■ TEXT PASSAGE

Machine learning explains material’s thermal conductivity
By Chris Dawson
Using a combination of machine learning and powerful X-rays, Cornell researchers have solved a mystery behind the unusual behavior seen in a class of materials with potential for thermoelectric energy conversion and other applications.
Researchers have long shown that the cubic phase of germanium telluride (GeTe) exhibits an unexpected rise in lattice thermal conductivity as its temperature increases. But knowing that a property exists and explaining why it exists are two very different things.
Zhiting Tian, associate professor at the Sibley School of Mechanical and Aerospace Engineering in Cornell Engineering, is the lead author of a new paper in Nature Communications that provides a convincing explanation for the unexpected behavior of GeTe. More generally, the research deepens researchers’ understanding of thermal transport in a class of materials known as phase-change materials.
What Tian and her team of researchers found is that as a sample of GeTe is heated to the point where its phase changes from a rhombohedral structure to a cubic structure, the bonds between second-nearest neighbors of like atoms (Ge-Ge and Te-Te) strengthen considerably. Ge-Ge bond strength increased by 8.3% and the strength of Te-Te bonds increased by a remarkable 103% as the sample’s temperature rose from 693 degres Kelvin to 850 degrees Kelvin.

■ MATERIAL PROVIDED
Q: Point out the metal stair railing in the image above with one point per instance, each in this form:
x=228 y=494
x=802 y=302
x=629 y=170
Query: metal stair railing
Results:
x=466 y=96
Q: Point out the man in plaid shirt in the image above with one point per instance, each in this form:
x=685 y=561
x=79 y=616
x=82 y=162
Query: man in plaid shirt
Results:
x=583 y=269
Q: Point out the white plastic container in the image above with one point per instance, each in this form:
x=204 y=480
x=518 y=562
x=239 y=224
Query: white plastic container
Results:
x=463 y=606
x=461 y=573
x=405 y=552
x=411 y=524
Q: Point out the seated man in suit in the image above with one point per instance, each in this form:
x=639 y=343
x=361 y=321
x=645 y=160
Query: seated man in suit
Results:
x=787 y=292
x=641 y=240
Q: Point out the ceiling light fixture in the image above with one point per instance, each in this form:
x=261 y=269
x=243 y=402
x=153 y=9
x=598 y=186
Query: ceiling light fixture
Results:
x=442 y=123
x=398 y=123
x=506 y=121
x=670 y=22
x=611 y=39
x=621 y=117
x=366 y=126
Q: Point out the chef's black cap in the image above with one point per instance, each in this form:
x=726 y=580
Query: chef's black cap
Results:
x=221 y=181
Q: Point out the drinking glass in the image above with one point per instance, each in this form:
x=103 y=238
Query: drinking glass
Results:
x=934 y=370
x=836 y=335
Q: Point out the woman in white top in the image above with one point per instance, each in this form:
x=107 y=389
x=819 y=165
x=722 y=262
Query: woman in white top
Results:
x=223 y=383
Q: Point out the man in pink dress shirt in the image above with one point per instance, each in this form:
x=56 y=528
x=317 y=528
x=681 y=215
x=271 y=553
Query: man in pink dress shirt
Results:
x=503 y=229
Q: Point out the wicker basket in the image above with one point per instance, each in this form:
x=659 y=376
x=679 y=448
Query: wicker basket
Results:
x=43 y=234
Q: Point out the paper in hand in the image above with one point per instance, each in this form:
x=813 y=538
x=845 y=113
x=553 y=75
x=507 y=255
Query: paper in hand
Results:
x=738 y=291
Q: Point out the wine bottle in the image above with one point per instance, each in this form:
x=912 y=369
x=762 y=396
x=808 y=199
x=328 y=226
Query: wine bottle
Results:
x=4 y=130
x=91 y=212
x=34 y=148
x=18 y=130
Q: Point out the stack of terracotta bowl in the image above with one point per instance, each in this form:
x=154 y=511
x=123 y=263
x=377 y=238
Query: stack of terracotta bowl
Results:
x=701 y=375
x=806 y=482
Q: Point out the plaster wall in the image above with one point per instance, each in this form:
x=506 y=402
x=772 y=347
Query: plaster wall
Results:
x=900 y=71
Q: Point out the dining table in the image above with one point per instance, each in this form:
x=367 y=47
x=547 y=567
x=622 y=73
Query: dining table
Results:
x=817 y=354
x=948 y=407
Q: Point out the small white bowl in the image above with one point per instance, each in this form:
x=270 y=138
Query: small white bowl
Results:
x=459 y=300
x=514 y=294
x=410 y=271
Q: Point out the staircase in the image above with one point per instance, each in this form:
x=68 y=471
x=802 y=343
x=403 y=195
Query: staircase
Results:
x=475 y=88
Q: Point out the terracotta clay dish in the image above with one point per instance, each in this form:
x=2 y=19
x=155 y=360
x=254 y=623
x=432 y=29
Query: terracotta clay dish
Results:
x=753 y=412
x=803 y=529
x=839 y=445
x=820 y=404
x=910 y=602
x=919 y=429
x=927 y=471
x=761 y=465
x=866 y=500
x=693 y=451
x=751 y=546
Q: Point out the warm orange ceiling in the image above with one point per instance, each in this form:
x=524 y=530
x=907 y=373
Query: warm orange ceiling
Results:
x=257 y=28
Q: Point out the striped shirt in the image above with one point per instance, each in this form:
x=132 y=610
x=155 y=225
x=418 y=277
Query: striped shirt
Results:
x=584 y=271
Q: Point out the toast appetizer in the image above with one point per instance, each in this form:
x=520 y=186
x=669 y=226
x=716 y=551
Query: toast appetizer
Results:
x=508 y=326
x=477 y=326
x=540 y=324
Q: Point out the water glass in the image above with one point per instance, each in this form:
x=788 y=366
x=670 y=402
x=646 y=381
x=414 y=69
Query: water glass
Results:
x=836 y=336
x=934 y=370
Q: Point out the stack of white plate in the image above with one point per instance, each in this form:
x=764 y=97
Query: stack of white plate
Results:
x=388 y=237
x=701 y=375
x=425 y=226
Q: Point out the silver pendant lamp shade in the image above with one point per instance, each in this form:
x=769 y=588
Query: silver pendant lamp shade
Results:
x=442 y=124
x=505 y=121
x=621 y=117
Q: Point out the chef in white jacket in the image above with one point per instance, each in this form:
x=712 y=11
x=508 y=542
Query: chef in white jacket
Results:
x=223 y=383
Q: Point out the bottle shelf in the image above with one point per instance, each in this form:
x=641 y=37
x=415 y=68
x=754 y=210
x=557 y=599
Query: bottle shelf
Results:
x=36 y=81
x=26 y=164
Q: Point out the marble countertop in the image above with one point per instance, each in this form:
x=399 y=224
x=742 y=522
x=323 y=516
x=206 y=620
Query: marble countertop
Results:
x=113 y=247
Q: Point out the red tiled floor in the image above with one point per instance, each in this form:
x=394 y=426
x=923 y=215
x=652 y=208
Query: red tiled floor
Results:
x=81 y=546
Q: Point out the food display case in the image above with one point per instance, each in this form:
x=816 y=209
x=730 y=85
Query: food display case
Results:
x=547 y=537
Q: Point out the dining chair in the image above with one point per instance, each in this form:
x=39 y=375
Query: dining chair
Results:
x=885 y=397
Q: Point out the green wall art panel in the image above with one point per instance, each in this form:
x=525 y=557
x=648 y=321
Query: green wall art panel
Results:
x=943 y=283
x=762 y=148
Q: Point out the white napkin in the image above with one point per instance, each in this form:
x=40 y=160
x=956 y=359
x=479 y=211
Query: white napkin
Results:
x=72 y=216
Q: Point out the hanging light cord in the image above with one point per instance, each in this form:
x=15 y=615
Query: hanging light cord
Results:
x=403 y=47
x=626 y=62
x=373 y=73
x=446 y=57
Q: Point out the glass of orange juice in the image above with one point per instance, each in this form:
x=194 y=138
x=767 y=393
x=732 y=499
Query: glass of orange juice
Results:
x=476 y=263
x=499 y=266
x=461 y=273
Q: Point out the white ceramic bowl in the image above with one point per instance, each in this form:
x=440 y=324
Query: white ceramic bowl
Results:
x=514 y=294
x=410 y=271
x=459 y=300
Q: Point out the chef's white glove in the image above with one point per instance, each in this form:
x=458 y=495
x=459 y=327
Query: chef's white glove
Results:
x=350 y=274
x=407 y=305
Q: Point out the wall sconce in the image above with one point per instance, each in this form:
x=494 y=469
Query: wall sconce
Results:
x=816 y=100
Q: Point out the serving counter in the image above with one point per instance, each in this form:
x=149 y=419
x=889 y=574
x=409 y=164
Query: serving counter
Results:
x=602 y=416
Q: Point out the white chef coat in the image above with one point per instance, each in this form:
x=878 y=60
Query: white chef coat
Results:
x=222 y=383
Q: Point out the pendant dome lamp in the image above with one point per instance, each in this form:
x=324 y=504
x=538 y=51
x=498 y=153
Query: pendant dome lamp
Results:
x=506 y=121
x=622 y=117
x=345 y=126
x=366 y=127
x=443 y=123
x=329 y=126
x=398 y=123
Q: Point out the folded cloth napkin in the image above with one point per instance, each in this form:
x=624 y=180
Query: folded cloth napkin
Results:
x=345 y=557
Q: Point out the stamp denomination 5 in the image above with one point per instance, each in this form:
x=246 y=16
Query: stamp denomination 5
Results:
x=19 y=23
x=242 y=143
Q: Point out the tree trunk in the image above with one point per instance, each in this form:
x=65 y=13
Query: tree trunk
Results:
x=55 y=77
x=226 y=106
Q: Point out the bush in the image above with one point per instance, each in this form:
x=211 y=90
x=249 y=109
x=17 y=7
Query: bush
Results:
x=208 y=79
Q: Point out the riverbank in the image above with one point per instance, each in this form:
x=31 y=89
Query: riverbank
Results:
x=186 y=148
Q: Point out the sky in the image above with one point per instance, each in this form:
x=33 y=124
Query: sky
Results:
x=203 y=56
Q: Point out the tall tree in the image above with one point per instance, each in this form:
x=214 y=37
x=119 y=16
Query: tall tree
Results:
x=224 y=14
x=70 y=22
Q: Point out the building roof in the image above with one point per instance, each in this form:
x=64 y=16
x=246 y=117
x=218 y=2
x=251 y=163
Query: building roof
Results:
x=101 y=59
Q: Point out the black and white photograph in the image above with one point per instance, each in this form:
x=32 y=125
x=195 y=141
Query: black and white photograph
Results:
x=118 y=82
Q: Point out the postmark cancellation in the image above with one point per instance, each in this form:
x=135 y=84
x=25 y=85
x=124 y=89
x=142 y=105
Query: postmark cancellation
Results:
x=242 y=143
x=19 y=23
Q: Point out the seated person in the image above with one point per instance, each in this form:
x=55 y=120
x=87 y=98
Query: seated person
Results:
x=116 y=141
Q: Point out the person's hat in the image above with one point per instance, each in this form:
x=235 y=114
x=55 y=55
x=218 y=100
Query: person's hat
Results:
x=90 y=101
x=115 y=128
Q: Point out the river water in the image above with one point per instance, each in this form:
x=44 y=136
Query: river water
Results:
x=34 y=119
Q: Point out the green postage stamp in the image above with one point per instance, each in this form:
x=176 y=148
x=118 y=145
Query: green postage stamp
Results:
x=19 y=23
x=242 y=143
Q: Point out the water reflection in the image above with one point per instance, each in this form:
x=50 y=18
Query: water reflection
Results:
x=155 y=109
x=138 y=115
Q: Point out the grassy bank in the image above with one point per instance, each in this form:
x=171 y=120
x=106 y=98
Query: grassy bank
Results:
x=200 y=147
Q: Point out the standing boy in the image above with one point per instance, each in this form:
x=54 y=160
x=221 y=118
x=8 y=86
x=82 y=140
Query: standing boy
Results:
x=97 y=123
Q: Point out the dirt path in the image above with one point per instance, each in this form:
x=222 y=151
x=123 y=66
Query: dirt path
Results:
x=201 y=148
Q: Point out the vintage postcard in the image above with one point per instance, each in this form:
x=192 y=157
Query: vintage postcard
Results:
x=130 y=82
...
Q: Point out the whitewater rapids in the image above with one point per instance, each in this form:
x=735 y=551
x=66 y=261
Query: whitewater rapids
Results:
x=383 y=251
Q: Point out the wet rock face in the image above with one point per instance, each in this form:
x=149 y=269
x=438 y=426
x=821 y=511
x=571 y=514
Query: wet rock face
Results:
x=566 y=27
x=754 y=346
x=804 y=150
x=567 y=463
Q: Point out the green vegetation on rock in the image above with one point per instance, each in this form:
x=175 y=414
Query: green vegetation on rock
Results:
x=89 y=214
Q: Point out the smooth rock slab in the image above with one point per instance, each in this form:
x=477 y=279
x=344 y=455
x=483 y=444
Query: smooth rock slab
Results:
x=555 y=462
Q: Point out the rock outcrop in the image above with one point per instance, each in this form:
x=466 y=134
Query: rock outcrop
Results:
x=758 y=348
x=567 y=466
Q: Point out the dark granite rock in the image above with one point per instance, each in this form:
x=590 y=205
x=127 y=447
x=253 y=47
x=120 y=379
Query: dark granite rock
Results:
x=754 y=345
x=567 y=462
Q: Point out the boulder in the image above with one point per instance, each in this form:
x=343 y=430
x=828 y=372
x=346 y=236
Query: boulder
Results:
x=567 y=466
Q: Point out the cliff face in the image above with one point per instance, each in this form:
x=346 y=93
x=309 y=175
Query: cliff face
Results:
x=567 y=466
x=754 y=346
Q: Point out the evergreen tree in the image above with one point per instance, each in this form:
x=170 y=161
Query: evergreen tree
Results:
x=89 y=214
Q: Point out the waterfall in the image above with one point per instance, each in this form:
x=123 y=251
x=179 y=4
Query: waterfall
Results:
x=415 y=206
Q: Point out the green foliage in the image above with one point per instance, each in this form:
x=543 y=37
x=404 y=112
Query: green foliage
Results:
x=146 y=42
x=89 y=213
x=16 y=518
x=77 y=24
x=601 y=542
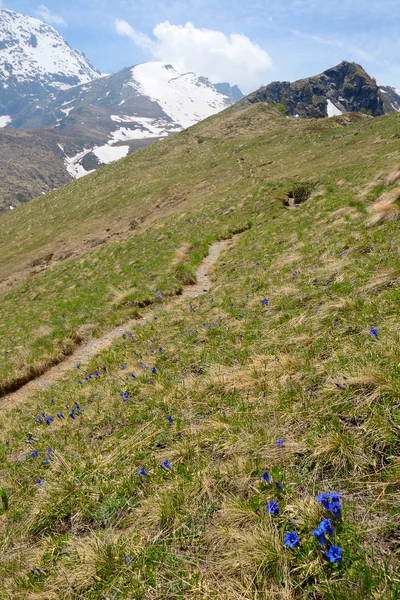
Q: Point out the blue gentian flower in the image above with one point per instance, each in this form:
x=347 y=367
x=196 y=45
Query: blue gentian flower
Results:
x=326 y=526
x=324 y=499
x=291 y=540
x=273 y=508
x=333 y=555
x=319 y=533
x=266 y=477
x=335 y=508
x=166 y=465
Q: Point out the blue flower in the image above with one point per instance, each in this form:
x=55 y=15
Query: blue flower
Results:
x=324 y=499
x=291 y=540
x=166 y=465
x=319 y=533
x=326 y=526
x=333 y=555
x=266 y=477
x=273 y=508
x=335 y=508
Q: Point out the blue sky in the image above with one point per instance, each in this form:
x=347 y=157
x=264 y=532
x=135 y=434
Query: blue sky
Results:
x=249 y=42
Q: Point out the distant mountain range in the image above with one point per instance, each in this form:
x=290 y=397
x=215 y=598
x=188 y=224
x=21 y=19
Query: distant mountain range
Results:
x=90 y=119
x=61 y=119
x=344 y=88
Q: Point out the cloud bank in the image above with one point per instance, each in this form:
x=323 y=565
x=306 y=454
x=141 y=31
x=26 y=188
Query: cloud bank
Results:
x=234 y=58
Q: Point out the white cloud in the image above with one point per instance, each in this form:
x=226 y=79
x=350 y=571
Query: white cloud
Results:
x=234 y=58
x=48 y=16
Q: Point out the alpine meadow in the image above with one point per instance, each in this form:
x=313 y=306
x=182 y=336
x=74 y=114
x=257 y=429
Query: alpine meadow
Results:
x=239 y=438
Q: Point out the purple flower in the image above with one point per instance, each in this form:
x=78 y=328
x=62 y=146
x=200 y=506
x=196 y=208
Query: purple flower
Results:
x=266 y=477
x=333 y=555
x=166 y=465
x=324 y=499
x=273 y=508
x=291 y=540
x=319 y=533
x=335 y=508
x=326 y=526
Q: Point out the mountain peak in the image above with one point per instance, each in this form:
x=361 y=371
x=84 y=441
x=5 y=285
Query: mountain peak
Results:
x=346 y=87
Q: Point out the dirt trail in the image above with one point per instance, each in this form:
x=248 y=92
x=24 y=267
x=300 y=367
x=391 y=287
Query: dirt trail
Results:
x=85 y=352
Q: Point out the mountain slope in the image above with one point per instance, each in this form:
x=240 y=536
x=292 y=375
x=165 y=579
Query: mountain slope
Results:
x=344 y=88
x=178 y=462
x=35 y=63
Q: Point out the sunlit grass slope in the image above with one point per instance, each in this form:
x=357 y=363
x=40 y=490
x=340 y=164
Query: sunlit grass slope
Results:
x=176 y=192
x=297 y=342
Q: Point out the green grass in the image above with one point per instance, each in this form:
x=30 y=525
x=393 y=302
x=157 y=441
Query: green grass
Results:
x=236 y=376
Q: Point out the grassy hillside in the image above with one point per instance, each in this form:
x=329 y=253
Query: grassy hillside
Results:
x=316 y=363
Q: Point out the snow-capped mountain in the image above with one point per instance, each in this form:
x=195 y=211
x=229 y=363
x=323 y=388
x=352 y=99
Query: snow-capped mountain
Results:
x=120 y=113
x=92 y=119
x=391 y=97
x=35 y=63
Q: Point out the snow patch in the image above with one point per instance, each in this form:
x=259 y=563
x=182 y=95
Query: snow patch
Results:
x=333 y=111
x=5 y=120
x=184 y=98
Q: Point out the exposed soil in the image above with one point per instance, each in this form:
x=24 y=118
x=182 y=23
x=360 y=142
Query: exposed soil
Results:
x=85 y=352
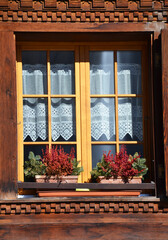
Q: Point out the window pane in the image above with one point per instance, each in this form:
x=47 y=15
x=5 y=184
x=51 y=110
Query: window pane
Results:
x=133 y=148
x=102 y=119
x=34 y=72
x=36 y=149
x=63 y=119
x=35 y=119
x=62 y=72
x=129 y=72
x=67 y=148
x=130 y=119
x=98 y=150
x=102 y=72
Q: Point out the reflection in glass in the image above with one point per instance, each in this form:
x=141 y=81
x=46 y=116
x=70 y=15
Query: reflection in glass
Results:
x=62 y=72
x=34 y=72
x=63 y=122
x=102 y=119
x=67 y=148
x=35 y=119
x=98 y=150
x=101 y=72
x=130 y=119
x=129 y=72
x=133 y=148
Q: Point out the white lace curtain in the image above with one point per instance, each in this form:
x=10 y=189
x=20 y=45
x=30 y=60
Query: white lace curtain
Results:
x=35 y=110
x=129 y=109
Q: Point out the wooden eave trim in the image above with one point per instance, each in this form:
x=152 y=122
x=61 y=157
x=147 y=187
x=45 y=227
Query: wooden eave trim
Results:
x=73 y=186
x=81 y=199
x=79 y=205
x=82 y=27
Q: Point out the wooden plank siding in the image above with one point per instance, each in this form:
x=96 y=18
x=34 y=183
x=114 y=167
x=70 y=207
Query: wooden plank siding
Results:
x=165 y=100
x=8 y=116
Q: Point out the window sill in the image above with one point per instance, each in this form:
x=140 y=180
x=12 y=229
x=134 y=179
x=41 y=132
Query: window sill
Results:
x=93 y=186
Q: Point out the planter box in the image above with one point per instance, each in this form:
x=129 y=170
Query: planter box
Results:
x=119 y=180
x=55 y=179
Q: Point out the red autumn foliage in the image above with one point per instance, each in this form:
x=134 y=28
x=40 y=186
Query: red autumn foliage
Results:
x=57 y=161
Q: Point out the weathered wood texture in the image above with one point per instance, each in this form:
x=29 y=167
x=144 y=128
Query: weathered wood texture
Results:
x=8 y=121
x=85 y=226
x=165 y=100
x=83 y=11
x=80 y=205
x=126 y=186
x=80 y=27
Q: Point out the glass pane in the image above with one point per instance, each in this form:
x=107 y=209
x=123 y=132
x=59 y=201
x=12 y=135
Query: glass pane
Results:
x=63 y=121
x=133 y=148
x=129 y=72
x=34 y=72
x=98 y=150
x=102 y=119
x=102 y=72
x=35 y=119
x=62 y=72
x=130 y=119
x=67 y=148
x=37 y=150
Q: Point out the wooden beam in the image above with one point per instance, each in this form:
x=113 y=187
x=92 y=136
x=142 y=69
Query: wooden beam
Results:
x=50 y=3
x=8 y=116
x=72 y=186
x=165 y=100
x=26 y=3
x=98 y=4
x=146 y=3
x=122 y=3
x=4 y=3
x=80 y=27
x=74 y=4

■ EXERCISE OBJECTIVE
Rewrite everything from "Machine learning explains" down to "and other applications." in the thermal conductivity article, swapping "a mystery" for "a puzzle". The records have nothing to do with the work here.

■ RESULT OF THE EXERCISE
Machine learning explains material’s thermal conductivity
By Chris Dawson
Using a combination of machine learning and powerful X-rays, Cornell researchers have solved a puzzle behind the unusual behavior seen in a class of materials with potential for thermoelectric energy conversion and other applications.